=== Section Start ===

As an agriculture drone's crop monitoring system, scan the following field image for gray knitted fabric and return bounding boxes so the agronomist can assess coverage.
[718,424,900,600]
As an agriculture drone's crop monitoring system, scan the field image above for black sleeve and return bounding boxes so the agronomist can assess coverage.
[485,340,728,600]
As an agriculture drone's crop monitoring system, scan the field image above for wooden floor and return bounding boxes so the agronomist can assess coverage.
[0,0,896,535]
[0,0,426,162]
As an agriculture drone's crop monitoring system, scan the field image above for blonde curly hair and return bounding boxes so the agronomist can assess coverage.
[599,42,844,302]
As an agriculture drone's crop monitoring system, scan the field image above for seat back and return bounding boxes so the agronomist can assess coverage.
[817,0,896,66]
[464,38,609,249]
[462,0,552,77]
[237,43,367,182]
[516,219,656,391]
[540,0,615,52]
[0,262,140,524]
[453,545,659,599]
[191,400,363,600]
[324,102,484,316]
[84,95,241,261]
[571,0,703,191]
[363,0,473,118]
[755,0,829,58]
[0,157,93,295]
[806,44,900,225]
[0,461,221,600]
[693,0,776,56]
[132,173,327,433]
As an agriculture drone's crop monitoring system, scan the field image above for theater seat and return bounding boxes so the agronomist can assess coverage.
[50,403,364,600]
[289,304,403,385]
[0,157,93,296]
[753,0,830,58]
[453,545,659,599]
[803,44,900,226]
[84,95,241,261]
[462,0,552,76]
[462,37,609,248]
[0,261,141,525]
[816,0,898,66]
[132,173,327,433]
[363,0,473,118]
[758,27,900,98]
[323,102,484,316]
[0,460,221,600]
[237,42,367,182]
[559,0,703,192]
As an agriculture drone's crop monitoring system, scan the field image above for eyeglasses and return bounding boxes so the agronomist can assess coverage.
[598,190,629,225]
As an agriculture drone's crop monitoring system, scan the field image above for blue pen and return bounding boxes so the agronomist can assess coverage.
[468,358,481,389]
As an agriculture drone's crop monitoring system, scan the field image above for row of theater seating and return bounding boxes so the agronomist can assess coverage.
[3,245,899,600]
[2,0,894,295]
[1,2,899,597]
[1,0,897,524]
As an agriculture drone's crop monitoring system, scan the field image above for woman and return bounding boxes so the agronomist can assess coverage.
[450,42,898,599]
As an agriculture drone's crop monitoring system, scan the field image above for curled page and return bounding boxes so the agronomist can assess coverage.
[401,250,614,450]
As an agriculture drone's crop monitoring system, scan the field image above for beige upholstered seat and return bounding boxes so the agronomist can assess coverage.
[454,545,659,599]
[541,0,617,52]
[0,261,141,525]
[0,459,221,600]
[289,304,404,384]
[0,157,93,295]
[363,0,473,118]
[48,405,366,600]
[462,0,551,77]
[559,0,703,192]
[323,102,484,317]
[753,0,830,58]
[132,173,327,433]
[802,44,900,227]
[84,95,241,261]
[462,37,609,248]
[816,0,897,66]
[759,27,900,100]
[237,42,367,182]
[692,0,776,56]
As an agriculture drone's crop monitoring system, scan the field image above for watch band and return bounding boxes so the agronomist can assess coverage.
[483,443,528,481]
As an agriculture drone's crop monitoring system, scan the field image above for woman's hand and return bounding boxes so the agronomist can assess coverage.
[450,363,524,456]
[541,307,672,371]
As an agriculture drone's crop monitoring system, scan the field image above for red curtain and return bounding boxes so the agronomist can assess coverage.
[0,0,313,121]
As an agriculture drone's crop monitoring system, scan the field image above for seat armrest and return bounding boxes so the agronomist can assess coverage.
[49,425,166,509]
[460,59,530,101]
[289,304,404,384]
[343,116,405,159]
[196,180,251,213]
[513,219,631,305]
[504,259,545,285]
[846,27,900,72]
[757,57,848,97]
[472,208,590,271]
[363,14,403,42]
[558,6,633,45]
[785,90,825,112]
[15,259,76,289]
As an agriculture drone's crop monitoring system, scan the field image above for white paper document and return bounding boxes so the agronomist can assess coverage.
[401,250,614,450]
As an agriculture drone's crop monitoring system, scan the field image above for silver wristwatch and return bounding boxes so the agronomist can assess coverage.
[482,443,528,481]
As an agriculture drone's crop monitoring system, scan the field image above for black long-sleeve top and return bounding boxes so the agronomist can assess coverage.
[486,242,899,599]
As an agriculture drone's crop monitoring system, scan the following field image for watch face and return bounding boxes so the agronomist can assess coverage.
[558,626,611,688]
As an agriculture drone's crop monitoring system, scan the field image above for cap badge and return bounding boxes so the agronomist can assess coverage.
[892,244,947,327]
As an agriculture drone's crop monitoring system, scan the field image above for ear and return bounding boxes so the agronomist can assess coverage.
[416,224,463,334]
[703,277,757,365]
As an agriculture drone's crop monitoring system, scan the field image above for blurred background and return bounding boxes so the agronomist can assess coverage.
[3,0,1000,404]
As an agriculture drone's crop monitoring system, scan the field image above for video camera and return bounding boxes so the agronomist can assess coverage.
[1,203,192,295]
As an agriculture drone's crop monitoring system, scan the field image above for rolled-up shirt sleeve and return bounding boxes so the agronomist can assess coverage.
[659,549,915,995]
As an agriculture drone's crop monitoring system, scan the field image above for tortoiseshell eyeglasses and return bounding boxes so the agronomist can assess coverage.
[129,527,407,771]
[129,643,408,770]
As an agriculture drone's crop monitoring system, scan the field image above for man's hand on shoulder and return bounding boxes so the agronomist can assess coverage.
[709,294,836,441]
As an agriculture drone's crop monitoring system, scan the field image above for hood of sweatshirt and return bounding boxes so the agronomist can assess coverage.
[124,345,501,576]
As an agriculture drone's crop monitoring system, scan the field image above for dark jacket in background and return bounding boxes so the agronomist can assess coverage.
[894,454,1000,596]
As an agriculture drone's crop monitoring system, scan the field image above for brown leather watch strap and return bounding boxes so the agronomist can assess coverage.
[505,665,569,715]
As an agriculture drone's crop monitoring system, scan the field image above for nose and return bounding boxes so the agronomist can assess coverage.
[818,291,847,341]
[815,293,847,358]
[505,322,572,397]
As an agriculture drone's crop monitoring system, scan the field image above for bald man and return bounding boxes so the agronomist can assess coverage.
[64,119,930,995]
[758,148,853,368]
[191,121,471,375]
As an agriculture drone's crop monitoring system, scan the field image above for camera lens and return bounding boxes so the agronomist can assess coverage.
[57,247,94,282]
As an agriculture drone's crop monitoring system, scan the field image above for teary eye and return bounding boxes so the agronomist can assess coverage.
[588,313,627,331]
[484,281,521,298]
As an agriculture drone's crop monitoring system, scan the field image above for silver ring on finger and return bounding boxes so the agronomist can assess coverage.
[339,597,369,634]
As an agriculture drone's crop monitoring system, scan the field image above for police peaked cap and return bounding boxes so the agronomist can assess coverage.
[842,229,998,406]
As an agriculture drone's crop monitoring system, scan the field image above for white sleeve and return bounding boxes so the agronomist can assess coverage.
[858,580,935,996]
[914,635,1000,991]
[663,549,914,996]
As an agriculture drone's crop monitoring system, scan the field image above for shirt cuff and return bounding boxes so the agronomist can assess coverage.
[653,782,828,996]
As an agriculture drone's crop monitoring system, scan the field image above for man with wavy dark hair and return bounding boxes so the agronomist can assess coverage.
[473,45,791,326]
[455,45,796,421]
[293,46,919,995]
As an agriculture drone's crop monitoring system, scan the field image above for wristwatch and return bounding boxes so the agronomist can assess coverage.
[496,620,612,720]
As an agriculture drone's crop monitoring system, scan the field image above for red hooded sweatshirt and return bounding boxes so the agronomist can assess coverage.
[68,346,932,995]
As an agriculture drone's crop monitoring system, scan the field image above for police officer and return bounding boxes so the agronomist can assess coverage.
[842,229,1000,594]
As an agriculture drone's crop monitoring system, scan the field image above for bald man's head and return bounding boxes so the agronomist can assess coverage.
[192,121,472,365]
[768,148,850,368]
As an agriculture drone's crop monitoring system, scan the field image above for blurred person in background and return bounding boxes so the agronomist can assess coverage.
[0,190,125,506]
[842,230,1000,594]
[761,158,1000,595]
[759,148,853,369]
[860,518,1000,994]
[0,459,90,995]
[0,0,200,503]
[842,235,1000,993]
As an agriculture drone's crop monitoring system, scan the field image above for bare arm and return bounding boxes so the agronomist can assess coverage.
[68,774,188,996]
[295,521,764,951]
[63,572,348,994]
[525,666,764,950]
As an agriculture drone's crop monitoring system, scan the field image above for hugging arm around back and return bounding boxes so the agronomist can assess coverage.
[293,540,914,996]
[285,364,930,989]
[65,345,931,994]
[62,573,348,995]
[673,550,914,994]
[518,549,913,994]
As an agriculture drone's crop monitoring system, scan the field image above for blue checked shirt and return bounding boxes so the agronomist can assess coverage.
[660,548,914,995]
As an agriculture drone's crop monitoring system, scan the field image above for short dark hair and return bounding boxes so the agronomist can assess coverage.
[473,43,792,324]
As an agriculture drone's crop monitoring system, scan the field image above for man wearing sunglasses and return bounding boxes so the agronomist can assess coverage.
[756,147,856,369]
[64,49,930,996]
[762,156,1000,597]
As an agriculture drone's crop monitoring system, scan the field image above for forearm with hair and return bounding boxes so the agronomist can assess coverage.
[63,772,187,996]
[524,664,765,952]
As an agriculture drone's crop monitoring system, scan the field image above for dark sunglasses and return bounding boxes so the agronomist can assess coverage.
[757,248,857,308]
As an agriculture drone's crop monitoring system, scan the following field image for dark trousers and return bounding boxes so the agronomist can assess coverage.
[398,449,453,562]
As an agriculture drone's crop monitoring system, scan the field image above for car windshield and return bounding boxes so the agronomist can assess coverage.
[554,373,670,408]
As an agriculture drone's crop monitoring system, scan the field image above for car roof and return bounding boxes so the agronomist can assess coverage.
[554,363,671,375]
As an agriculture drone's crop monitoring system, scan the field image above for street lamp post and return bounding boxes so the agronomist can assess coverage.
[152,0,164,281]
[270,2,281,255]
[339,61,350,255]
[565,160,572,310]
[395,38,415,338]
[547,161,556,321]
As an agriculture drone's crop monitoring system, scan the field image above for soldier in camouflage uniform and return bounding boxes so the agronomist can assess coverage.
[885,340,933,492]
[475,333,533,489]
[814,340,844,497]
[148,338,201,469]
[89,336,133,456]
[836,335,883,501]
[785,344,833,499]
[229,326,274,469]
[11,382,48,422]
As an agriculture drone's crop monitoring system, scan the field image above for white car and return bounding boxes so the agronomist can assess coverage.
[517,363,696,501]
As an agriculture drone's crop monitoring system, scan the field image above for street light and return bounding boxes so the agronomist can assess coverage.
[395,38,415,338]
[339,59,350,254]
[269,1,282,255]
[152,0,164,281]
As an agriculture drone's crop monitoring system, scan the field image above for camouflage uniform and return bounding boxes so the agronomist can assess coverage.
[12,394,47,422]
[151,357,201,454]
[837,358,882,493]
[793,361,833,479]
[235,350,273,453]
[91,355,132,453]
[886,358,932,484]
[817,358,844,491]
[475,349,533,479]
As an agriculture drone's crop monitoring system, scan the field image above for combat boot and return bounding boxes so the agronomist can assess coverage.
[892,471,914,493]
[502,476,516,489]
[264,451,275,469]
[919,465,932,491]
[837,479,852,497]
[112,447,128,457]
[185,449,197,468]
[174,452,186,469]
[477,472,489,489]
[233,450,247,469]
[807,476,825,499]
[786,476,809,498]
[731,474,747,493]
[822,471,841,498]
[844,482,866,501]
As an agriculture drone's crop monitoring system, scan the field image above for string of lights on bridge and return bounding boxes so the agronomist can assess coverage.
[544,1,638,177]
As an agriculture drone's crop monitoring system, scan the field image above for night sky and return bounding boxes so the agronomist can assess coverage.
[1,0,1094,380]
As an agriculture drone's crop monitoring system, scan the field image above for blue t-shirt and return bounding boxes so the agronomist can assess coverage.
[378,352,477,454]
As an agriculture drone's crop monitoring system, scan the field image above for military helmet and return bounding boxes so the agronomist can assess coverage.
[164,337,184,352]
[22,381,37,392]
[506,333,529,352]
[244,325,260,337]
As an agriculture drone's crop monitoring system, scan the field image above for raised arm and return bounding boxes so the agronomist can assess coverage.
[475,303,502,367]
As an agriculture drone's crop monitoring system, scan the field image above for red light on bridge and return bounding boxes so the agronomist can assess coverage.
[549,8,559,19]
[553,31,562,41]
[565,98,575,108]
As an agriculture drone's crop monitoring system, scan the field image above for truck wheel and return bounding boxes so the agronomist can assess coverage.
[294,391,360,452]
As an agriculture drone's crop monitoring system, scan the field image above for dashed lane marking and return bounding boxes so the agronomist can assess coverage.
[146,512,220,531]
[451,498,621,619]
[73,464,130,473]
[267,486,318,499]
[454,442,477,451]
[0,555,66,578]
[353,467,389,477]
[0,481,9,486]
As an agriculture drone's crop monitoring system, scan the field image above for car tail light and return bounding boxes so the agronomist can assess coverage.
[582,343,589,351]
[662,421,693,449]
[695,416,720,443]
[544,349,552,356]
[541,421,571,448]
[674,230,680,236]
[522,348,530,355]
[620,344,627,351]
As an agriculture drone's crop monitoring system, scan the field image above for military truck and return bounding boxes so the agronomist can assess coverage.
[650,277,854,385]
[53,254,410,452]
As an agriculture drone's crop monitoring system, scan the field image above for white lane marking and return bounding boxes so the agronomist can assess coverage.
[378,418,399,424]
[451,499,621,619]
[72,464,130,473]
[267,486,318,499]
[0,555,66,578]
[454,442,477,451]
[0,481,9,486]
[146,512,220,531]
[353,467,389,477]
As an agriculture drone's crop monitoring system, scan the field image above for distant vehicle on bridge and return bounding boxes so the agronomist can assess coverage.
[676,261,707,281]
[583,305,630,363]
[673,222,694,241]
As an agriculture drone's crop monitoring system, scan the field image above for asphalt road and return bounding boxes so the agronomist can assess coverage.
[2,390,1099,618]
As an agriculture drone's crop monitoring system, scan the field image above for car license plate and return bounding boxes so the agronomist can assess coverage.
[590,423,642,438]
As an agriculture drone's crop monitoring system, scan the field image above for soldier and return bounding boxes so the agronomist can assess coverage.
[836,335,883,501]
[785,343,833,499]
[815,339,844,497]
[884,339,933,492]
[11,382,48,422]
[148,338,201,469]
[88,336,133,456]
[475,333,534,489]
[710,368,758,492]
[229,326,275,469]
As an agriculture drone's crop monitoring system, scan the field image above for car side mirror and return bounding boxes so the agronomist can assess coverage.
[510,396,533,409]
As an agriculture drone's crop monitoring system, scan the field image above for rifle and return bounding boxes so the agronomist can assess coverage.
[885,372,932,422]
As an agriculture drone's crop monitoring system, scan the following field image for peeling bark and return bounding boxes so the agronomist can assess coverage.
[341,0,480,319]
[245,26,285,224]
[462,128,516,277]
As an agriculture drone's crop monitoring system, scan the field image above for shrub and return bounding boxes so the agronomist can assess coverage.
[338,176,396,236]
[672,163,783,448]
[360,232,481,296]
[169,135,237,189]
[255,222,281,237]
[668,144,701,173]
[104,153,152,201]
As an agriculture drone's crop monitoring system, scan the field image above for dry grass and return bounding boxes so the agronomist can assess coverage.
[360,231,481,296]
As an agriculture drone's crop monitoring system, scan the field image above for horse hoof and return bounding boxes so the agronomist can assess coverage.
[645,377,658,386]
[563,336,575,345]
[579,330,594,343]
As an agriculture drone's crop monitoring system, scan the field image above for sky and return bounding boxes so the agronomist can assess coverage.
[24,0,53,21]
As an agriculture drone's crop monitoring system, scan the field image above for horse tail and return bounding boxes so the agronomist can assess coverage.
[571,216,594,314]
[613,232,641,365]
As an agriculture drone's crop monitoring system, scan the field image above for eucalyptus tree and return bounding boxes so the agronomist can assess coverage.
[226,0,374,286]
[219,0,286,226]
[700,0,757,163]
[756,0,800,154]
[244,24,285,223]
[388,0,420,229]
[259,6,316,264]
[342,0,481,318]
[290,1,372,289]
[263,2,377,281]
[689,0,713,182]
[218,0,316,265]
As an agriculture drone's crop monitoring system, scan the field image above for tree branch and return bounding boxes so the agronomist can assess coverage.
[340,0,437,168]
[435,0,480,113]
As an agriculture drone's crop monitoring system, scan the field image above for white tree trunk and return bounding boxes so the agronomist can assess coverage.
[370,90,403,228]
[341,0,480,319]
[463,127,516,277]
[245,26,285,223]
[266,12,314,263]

=== Section End ===

▶ [HOW TO COMPLETE THIS TASK] Which lines run from the one holding "for car side" through the end of the data? Write them out exactly, ends included, and add nothing.

▶ [ANSWER BOX]
As an agriculture drone's crop monitoring system, scan the field image above for car side mirror and return bounding boxes so the agronomist can assess coverage.
[510,396,533,409]
As an agriculture drone's crop monitoring system, scan the field image above for rifle and return bounding boxes so the agronomist can assess coverage.
[885,372,932,422]
As an agriculture drone's crop monitoring system, scan the following field image for peeling bark and return bounding boxes so the agronomist can assess coverage.
[341,0,480,319]
[245,26,285,224]
[462,128,516,277]
As an agriculture drone's crop monitoring system, scan the field image above for shrub and return bounding boxes so the agronomist can assess coverage.
[338,176,396,236]
[672,163,783,448]
[360,232,481,296]
[169,135,237,189]
[255,222,281,237]
[668,144,701,173]
[104,153,152,201]
As an agriculture drone's crop monitoring system, scan the field image above for dry grass and return bounding boxes so the agronomist can assess coverage.
[360,231,481,296]
As an agriculture drone's crop monitoring system, scan the field image above for horse hoof and return bounding boxes so the agronomist can assess coverage.
[645,377,658,386]
[563,336,575,345]
[579,330,594,343]
As an agriculture drone's crop monitoring system, scan the field image above for sky and return bounding boxes so the agronomist can assess coverage.
[24,0,53,21]
As an agriculture drone's crop monitoring system, scan the field image above for horse tail and return bounding boxes so the agronomist can assess coverage.
[571,216,594,314]
[613,232,641,365]
As an agriculture drone's crop monitoring system, scan the field image above for eucalyptus tree and return bounding boxes so the agronomist can assess coverage.
[226,0,374,286]
[219,0,286,226]
[700,0,757,163]
[756,0,800,154]
[244,24,285,223]
[388,0,420,229]
[259,6,316,264]
[342,0,481,318]
[290,1,372,289]
[263,2,377,281]
[689,0,713,182]
[218,0,316,265]
As an agriculture drone's crop monitoring system, scan the field image above for tree branch and return bounding boxes so the agronomist can assess coverage.
[340,0,437,168]
[435,0,480,113]
As an agriculture drone's crop monitoring system, scan the field image above for white tree trunk and return bounding boxes so the agronomist can assess coverage.
[370,90,403,228]
[341,0,480,319]
[463,127,516,277]
[245,26,285,223]
[266,12,314,263]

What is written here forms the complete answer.